* Required task: Please output exactly the run of lines that starts at the line with "the red dirt" and ends at the last line of the records below.
*** Records to process
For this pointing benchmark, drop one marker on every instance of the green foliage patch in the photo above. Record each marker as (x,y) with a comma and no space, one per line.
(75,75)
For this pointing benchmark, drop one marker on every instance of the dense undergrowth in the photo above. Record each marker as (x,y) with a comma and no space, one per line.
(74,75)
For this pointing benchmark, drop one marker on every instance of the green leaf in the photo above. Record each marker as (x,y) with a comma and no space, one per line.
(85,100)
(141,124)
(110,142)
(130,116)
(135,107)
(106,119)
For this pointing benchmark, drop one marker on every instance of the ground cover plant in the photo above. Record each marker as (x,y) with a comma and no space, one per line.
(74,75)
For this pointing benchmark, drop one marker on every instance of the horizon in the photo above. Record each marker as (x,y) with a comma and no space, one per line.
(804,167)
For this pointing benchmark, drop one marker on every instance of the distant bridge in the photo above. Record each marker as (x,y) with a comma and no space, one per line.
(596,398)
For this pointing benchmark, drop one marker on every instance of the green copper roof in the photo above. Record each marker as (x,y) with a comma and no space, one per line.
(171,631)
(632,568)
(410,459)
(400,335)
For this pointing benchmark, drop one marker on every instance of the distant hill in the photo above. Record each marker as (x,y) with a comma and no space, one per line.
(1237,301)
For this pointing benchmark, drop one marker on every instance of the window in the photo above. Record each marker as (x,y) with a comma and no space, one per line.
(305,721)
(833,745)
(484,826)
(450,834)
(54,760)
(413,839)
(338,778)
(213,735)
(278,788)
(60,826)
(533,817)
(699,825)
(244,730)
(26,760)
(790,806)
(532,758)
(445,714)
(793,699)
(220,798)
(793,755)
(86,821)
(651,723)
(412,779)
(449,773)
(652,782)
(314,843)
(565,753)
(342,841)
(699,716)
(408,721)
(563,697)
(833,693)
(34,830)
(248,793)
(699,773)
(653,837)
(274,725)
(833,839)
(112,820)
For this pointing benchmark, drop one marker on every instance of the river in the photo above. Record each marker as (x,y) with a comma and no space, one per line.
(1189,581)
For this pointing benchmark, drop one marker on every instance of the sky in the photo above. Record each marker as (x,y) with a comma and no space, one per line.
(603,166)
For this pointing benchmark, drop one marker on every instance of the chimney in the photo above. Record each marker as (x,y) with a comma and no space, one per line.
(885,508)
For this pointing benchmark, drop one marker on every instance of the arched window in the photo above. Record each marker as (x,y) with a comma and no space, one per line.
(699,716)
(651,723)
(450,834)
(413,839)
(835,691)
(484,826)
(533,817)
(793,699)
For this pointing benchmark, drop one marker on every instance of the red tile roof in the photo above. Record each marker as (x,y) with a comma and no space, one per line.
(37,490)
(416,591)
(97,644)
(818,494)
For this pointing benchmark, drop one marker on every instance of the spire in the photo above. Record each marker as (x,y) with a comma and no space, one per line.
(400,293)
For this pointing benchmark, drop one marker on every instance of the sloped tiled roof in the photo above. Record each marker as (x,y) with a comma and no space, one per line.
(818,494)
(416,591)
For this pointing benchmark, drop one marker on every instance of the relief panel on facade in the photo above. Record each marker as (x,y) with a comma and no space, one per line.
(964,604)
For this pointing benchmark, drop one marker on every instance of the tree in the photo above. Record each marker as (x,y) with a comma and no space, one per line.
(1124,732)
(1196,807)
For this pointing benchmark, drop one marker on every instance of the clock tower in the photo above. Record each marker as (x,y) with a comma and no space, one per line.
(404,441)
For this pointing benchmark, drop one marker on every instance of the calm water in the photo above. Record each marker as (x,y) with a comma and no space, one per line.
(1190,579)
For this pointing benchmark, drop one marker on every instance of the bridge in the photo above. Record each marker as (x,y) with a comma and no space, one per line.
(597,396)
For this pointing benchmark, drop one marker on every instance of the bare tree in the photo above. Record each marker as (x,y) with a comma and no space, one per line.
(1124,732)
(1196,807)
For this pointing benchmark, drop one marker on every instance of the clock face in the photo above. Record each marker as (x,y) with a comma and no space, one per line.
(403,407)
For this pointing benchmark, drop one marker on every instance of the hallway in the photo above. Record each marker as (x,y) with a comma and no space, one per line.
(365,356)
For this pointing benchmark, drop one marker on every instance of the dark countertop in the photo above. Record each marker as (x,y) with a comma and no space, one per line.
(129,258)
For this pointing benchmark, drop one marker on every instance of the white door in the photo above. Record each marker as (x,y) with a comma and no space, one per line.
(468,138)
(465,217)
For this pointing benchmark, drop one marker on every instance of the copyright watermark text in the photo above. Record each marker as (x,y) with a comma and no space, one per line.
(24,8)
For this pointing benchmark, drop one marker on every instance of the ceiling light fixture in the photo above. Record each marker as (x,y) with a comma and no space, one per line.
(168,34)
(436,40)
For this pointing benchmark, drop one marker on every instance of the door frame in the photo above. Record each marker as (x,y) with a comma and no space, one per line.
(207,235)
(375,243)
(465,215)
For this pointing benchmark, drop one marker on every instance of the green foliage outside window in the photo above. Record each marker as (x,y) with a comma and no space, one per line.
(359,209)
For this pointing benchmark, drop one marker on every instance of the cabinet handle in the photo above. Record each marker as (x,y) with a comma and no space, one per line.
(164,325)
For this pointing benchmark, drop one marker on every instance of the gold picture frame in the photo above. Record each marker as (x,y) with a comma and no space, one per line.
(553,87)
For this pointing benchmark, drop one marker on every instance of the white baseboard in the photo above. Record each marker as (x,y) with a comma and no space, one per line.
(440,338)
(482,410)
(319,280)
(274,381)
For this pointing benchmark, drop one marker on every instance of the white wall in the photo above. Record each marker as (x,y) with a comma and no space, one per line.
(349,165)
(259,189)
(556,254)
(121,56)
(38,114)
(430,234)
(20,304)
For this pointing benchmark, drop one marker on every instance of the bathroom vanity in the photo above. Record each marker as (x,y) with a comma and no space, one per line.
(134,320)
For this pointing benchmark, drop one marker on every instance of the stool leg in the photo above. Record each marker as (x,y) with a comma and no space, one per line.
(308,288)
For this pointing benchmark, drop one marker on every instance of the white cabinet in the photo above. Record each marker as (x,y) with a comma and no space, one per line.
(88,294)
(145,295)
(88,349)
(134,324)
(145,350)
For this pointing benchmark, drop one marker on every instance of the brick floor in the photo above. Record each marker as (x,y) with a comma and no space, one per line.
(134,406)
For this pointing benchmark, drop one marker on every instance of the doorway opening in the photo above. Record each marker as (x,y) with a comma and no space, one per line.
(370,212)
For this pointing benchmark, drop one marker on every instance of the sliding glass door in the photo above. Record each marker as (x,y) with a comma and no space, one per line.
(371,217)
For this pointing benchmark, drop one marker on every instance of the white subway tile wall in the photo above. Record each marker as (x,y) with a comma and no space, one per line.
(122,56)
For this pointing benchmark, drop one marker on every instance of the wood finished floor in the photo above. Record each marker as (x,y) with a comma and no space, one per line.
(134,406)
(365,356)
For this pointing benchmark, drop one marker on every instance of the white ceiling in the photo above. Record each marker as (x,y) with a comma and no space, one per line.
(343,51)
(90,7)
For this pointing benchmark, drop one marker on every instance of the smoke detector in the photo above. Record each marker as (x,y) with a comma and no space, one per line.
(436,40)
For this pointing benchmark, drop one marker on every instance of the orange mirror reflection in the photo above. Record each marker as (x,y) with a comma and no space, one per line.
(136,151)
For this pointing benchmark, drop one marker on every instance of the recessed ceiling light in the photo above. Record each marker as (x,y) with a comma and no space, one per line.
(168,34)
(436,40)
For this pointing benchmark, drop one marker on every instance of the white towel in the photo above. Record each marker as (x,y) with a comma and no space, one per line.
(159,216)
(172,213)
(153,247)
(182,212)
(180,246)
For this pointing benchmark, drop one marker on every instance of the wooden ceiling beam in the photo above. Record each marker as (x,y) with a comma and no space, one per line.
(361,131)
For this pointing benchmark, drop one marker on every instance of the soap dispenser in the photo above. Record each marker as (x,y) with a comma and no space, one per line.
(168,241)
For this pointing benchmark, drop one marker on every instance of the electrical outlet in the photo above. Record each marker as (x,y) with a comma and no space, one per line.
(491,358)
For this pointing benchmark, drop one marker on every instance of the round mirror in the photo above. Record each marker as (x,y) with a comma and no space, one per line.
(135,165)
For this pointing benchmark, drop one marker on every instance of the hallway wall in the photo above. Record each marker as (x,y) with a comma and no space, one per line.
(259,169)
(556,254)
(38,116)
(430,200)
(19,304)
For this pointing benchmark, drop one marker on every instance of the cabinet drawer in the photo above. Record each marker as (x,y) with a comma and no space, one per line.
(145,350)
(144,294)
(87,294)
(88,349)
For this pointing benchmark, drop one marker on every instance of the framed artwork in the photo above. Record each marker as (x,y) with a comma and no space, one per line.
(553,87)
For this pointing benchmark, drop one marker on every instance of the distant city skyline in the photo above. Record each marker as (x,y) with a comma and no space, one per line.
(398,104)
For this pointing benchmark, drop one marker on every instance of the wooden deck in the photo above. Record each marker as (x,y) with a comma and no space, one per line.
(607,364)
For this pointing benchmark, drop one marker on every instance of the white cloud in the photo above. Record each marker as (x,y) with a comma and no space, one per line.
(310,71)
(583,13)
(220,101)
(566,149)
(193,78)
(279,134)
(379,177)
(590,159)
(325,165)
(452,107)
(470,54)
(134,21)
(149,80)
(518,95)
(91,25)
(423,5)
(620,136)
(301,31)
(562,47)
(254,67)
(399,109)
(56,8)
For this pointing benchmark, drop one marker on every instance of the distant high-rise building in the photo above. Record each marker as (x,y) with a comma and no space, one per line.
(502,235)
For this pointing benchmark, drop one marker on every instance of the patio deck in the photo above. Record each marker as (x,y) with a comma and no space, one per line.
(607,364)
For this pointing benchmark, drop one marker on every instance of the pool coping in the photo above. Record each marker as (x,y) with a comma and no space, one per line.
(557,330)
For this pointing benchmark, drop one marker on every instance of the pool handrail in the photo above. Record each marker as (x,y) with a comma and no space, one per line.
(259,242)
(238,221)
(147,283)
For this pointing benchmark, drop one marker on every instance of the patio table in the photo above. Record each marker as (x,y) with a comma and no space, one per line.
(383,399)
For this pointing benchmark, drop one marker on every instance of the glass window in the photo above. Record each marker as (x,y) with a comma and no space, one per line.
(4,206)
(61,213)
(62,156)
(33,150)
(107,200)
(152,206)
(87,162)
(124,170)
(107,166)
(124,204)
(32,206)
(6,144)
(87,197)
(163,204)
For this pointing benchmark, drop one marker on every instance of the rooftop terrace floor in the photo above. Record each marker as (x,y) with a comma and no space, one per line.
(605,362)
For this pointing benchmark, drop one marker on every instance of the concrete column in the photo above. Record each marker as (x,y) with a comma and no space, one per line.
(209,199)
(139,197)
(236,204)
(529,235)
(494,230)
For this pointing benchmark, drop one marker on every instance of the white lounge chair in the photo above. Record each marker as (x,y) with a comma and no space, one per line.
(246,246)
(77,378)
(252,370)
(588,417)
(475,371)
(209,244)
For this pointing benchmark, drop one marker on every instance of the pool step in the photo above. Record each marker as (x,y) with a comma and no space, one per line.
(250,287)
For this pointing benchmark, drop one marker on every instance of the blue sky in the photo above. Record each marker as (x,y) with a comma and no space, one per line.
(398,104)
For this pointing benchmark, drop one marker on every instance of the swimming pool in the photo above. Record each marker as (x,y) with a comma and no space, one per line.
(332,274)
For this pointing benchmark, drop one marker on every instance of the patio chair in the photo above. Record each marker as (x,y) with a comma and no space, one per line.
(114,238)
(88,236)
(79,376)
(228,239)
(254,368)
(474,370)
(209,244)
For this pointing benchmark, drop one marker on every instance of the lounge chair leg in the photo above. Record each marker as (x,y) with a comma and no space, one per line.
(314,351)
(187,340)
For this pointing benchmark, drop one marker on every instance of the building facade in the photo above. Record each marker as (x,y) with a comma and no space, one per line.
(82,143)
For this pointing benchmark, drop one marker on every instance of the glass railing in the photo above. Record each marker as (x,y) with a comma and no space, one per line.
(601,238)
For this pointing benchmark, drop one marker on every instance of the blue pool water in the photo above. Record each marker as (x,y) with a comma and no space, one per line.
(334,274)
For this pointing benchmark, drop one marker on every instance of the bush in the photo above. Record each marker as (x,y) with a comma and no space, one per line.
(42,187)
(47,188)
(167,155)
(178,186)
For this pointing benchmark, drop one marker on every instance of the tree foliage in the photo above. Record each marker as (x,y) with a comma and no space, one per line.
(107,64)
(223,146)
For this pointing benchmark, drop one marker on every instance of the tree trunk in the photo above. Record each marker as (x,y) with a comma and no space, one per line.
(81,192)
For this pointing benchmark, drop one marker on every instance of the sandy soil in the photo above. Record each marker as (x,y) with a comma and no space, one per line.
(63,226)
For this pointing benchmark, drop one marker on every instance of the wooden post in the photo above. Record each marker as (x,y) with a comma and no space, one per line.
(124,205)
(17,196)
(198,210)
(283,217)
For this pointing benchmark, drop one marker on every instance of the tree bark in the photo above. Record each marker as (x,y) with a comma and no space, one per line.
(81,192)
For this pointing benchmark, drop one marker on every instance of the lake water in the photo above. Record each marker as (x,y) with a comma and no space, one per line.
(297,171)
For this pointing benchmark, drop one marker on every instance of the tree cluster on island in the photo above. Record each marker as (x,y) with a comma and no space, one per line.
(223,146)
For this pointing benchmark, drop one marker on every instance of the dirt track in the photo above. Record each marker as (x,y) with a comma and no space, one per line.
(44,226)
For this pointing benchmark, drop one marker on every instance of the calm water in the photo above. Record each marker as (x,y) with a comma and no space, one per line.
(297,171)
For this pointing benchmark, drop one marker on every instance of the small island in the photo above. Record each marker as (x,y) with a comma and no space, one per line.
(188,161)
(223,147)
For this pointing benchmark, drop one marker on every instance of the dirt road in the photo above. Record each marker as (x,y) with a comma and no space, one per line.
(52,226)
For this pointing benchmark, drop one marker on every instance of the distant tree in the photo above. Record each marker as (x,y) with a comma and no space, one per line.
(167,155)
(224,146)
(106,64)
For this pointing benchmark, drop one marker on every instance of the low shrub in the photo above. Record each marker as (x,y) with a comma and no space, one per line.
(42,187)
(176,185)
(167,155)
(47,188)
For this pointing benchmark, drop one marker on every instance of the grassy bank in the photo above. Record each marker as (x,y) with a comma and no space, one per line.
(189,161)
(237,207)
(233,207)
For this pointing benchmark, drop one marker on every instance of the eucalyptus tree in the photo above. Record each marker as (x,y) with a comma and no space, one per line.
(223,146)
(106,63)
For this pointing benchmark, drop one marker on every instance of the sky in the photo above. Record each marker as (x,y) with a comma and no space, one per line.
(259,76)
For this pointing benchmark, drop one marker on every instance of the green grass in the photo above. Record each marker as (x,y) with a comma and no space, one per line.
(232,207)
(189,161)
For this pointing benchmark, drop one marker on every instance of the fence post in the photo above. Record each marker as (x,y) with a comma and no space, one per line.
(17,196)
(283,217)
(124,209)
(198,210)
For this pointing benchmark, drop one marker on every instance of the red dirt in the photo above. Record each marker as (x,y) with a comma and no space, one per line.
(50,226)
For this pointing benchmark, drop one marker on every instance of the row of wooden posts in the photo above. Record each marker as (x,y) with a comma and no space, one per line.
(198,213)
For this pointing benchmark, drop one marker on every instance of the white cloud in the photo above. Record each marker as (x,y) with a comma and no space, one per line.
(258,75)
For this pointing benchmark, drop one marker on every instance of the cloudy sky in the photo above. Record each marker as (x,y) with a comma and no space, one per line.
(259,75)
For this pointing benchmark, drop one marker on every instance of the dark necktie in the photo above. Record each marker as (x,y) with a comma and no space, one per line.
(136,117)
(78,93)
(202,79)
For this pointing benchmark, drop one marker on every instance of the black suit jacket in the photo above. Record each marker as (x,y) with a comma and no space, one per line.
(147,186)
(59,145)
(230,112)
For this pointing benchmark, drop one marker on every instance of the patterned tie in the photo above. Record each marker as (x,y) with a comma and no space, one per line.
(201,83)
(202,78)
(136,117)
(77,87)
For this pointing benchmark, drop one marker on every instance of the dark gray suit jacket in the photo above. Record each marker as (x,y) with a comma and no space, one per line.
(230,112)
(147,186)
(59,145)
******
* Complete response:
For this pointing benchmark, drop one marker on every instance of the red dirt in the photo above. Record each marker as (x,y) with a comma and no space, one per line.
(50,226)
For this pointing benchmark, drop one marker on every instance of the row of wooden posts in the photo above. Record each marker as (x,y) with a comma and no space, one per line.
(198,213)
For this pointing benchmark, drop one marker on every instance of the white cloud in the photo above. Record each marker as (x,y) with a comma and no space, one per line.
(258,75)
For this pointing benchmark, drop one marker on every instance of the cloudy sky in the photo above. Record each marker as (x,y) with a comma and no space, one per line.
(259,75)
For this pointing benchmark, drop one marker on every instance of the dark necktie in the photo above. Record each marker as (x,y) with a comma and no space, one per line.
(136,117)
(78,93)
(202,79)
For this pointing benchmark, drop one marker on every instance of the black suit jacket in the photo above. Record each marker as (x,y) with a comma and no space, one per line.
(147,186)
(59,145)
(230,112)
For this pointing benchmark, drop one marker on every instance of the patterned tie in the photo above. Record each marker as (x,y) with a comma and no space, one per line.
(201,83)
(202,78)
(136,117)
(77,87)
For this pointing benchmark, drop one marker on every instance of the dark gray suit jacket in the photo above. Record each marker as (x,y) with a comma and no space, one per line.
(230,112)
(147,186)
(59,145)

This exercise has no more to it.